+++ EXCERPTED PASSAGE

Princeton University starting a project to digitize and post online rare Islamic texts collection

When a Muslim cleric or scholar painstakingly wrote out a copy of the holy Quran in the 9th century, he couldn't possibly have imagined how long his work would survive or what is about to happen to it.

The ornate Quran, written in flowing and ornamental Kufic script on delicate paper, is part of the largest collection of Islamic manuscripts in North America, amassed mostly by a Princeton University alumnus in the late 1800s and given to the university in 1942.

Numbering more than 10,000 texts, the collection is an invaluable source of insight into Islamic life through the centuries, including handwritten interpretations of the Quran and Islamic law, treatises on philosophy, science, art and medicine, as well as literature including poetry and history.

Now the university is starting a four-year project to categorize the entire collection, and digitize and post online about 200 of the most important works so that scholars around the world can study them.

The texts to be reproduced online will be photographed by special cameras that will not damage the delicate inks and papers; scanned into large graphic files and eventually posted on the Internet. Overhead digital cameras to be used for the project can photograph only about 4 or 5 pages per hour because of the large size of the files.

About 200 of the texts should be scanned within the next two years, and it should take another year and a half to two years to have them online.

Written in Arabic script in Persian, Turkish and other languages, the manuscripts are stored in special climate-controlled vaults guarded by an elaborate security system.

The digitized texts will be made available with no strings attached, reported AP. P.T.

++++++

PROBLEM DETAILS: According to the article on Princeton's Islamic manuscript collection, how many pages per hour can the overhead digital cameras photograph?

+++ SUPPLIED INFORMATION

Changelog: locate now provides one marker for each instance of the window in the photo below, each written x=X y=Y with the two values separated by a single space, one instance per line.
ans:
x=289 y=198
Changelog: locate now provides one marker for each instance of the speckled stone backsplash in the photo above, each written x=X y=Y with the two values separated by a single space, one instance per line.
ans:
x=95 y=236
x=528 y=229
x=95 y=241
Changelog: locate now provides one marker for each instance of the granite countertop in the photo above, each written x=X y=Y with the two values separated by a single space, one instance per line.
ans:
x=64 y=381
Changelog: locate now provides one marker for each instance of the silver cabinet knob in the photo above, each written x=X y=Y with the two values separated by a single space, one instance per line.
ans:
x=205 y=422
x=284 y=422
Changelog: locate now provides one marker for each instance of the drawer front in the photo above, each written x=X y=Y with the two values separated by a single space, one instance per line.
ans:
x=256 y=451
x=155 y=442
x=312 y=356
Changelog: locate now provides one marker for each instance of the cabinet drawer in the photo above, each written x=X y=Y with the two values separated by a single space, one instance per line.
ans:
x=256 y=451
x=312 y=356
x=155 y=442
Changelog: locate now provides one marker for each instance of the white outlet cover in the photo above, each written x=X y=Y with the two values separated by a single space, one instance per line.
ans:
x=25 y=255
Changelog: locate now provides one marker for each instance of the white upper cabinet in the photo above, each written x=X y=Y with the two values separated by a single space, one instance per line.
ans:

++++++

SOLUTION TO THIS TASK: About 4 or 5 pages per hour.